- [WORK TO COMPLETE] Below are some records; copy each line in them that contains "white".
------ INFORMATION SHOWN
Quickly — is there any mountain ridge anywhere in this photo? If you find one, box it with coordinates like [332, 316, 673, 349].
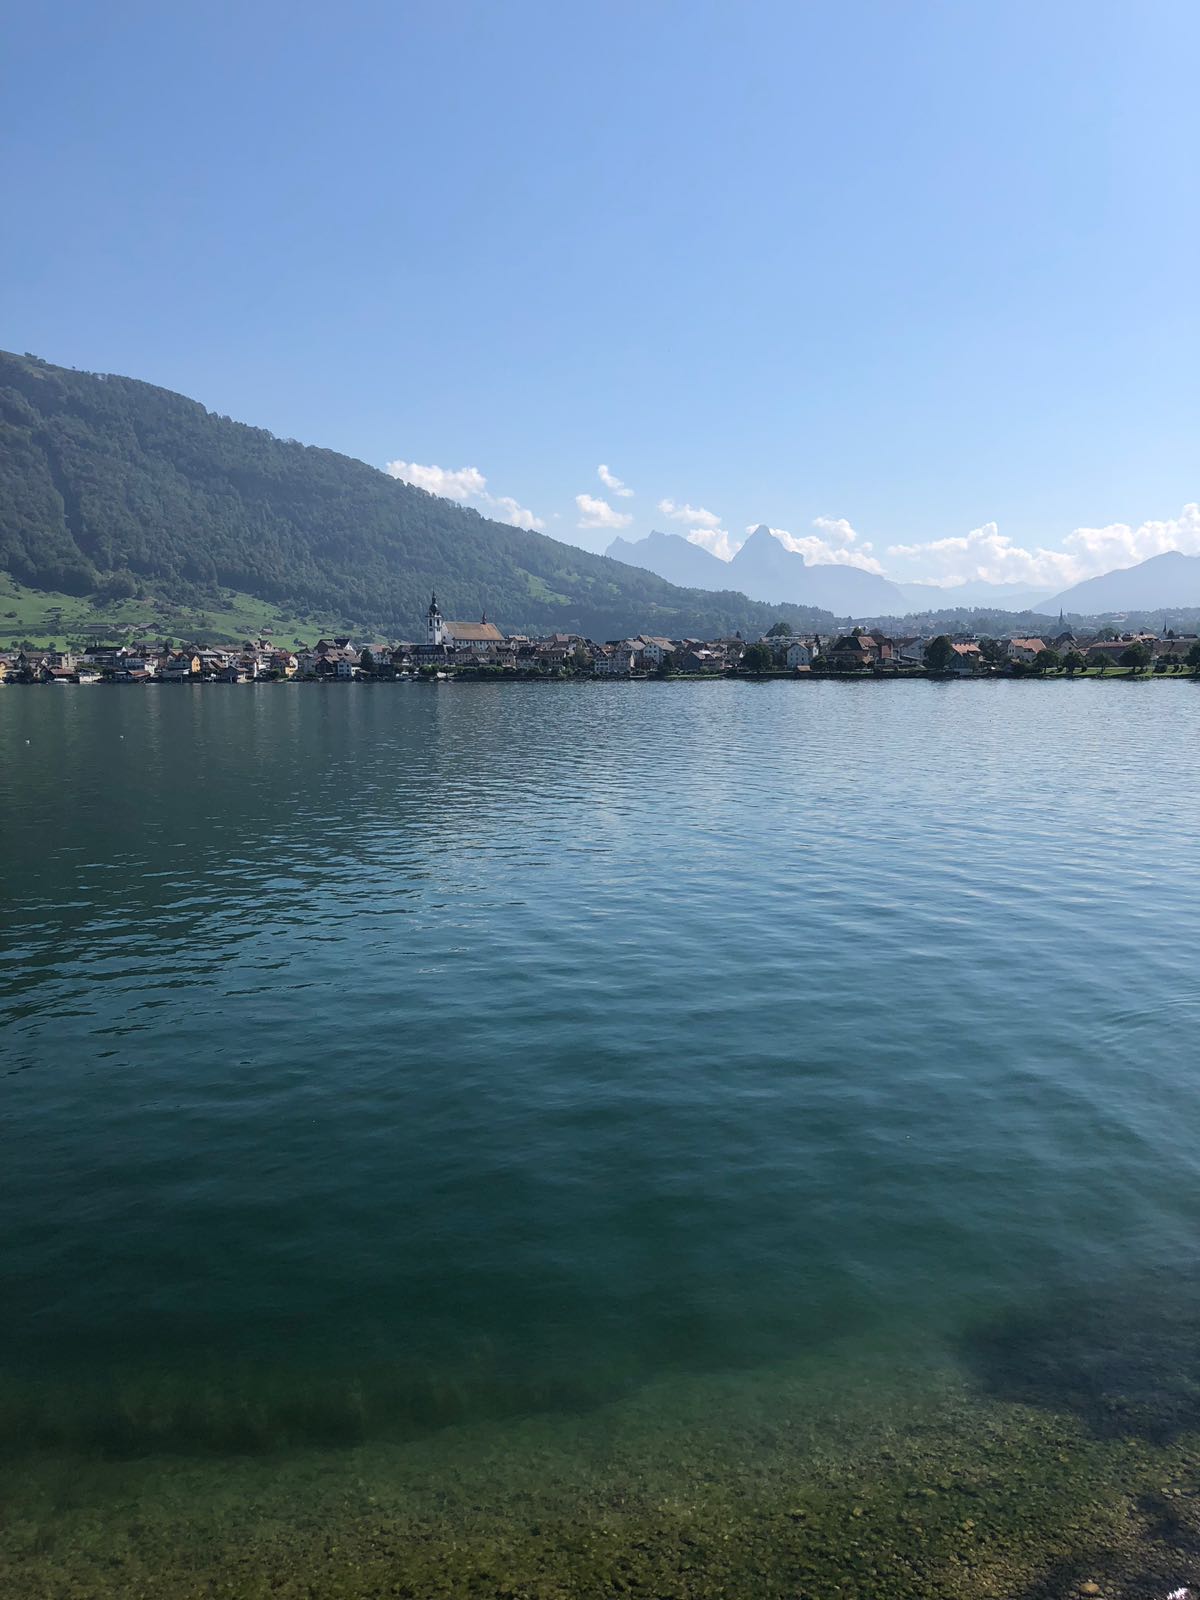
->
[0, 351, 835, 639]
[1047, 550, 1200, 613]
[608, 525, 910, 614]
------------
------ INFORMATION SHOWN
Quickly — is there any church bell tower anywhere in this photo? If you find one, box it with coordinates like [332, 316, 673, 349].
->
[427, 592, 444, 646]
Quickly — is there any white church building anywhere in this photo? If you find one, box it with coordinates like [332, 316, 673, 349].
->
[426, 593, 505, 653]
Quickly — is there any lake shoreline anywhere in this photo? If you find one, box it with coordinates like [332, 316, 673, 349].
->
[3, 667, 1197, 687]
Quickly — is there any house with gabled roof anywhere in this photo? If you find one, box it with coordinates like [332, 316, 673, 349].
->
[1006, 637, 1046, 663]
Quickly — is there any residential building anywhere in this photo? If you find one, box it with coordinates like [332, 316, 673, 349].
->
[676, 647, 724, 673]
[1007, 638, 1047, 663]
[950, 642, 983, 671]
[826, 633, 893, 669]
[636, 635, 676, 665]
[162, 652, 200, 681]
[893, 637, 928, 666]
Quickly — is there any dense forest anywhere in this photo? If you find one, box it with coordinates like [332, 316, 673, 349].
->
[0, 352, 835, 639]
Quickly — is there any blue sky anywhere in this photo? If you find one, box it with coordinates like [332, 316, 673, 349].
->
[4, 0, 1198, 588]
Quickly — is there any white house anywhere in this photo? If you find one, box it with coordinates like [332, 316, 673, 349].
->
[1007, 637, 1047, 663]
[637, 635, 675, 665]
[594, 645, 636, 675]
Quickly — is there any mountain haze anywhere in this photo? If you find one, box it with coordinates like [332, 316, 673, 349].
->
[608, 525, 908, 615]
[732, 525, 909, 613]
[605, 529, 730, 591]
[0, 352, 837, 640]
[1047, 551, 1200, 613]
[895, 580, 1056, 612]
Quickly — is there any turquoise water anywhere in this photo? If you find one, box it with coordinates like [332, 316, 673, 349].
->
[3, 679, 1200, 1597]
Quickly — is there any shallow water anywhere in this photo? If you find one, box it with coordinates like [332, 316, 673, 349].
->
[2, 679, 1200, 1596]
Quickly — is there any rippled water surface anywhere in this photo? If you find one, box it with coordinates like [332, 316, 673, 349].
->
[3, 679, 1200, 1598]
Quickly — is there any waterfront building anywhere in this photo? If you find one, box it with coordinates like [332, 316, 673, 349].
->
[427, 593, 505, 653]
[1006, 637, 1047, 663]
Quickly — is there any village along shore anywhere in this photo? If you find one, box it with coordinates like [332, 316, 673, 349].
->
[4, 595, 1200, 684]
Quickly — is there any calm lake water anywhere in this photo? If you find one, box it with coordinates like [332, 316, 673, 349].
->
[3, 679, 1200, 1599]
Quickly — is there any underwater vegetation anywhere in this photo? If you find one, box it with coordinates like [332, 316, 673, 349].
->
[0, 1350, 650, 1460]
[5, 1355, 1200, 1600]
------------
- [ANSWER BOX]
Quickly — is there any white church building anywhere in this photo? If you find one, box it with coordinates like [332, 316, 673, 349].
Quickly — is there any white house anywhere in this photo? If you find one, box it with coordinates like [332, 316, 673, 349].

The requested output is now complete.